(Data entries)
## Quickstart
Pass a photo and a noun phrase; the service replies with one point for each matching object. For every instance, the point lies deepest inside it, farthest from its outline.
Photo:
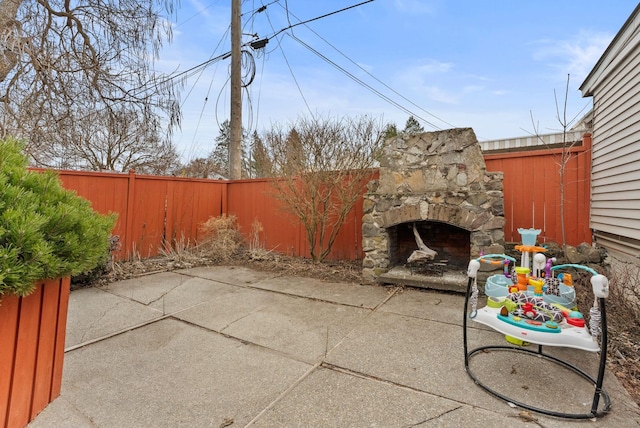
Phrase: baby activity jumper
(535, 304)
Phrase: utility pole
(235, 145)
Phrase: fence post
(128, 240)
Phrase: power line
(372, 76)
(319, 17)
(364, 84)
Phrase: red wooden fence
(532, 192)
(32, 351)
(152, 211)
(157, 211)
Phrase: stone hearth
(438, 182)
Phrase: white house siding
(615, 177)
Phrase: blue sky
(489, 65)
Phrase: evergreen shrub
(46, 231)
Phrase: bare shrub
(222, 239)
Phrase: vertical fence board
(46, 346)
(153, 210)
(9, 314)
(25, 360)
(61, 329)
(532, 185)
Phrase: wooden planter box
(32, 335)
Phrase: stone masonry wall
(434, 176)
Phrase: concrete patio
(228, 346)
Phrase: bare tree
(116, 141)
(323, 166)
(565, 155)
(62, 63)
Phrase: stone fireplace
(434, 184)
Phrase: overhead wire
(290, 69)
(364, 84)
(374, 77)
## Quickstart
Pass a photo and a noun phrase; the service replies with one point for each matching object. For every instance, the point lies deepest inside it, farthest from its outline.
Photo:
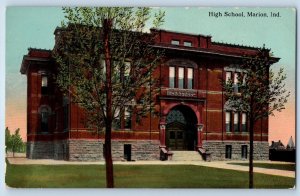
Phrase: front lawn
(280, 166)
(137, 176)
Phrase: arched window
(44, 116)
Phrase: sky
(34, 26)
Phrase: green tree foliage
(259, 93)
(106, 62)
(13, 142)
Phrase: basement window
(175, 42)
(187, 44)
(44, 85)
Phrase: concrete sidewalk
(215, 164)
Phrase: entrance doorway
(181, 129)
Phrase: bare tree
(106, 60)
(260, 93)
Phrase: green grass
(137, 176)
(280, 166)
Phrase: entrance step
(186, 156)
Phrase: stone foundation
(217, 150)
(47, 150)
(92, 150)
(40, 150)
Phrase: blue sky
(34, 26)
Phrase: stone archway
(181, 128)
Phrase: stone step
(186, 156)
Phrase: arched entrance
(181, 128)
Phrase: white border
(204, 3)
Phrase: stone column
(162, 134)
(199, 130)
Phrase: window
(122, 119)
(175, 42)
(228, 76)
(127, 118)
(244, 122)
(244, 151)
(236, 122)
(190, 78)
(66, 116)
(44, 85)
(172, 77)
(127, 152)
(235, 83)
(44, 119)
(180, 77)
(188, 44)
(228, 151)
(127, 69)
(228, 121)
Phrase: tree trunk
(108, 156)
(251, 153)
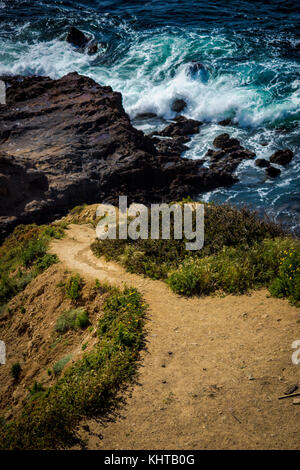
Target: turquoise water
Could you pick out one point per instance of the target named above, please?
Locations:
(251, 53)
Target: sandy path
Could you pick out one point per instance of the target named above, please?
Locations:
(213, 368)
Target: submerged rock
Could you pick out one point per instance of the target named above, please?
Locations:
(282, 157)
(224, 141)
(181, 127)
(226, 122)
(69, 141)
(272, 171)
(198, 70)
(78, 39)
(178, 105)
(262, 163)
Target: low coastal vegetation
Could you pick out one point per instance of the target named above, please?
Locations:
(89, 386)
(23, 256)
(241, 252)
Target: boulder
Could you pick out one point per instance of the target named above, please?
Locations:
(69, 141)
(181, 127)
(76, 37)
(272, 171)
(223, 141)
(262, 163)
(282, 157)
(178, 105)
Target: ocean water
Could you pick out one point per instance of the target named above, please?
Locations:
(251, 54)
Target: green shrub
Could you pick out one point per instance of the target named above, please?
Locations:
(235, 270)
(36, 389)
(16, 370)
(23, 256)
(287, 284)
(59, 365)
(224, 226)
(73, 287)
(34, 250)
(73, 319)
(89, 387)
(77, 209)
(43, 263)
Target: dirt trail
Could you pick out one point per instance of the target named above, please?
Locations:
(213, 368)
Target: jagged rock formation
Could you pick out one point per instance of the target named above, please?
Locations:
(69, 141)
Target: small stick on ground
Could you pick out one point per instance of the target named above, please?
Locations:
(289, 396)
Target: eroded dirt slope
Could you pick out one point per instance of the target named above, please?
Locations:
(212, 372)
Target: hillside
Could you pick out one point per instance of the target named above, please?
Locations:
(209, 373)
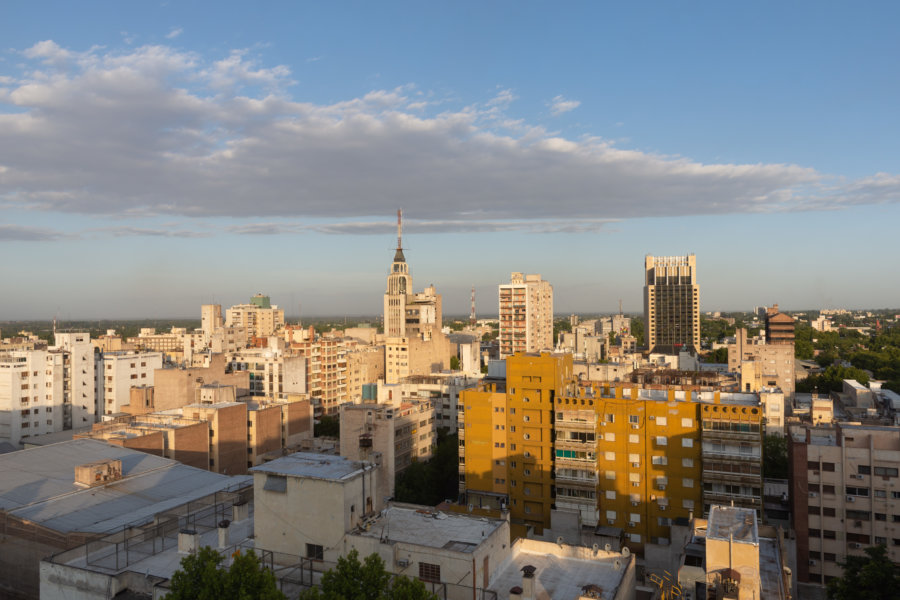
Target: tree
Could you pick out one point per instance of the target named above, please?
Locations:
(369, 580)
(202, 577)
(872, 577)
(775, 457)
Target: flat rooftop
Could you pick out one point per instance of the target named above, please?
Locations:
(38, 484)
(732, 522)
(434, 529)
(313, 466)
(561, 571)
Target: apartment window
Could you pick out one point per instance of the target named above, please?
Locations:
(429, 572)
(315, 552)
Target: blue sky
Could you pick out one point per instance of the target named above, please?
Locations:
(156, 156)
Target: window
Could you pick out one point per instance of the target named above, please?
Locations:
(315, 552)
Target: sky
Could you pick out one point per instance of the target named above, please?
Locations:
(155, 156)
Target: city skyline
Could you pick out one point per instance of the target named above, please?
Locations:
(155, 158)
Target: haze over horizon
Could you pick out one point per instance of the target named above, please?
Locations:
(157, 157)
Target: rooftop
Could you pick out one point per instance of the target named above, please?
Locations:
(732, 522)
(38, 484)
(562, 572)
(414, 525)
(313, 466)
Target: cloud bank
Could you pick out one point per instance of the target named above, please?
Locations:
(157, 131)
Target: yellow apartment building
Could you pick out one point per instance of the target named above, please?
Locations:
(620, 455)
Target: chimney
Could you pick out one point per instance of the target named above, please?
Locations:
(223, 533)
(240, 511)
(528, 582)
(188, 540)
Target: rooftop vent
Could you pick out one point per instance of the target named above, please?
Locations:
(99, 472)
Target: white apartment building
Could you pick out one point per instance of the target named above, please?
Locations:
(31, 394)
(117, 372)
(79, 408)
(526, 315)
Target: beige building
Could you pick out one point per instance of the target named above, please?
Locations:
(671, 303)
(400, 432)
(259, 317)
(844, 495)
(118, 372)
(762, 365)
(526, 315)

--

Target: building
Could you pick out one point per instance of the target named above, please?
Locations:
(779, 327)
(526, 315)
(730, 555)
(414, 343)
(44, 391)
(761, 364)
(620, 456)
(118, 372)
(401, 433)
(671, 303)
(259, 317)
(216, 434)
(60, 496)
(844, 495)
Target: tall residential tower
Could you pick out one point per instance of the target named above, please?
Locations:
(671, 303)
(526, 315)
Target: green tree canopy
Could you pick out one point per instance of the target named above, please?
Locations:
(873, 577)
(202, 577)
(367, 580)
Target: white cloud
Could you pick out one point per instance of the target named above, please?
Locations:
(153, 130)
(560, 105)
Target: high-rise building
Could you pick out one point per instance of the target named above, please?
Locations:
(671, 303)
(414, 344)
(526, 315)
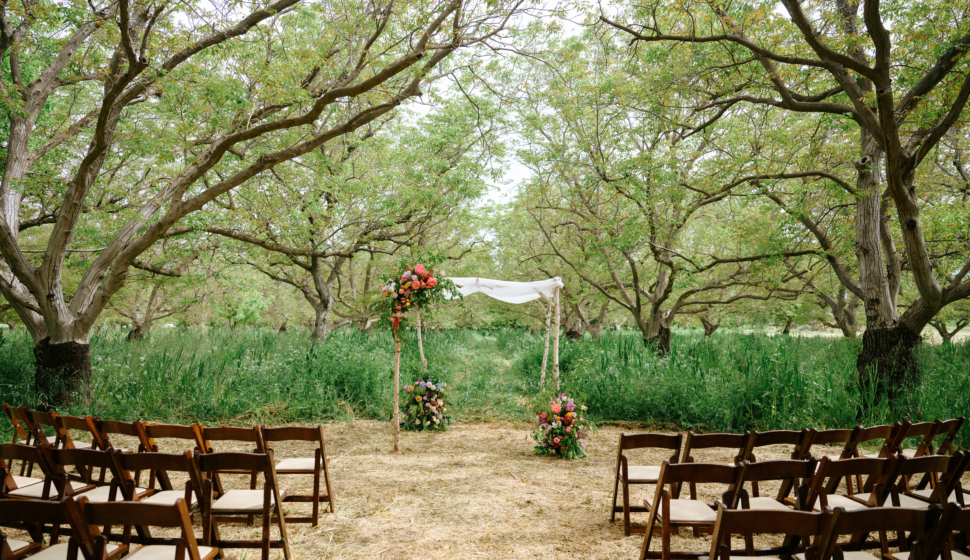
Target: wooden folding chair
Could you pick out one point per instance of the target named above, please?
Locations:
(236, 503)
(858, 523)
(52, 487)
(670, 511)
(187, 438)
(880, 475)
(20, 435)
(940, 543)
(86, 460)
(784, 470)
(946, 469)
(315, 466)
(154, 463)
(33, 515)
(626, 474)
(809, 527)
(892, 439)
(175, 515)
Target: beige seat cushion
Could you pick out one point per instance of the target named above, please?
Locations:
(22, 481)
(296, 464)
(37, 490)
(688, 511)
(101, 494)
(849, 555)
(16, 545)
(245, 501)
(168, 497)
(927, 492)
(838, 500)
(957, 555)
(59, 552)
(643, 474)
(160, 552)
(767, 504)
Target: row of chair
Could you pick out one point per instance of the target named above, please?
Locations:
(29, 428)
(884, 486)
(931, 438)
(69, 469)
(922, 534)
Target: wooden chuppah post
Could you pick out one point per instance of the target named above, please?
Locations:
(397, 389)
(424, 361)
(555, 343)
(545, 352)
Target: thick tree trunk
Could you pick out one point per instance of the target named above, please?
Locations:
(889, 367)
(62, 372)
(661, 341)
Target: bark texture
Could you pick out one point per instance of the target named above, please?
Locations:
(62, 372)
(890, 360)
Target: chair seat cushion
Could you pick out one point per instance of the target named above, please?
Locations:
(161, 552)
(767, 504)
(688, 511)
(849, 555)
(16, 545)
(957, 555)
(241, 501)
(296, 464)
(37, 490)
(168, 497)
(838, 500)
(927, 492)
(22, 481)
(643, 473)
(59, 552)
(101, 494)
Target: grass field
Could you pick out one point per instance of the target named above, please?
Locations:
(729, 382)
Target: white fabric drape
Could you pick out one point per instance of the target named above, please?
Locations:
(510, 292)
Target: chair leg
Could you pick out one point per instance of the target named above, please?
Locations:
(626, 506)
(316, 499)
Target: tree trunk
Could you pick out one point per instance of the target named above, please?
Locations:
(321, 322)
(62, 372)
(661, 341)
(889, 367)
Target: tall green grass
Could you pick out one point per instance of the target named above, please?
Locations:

» What you need to do: Wherever the word "tall" appears in a line of the data above, copy that line.

» Response:
Target: tall residential tower
Target: tall green grass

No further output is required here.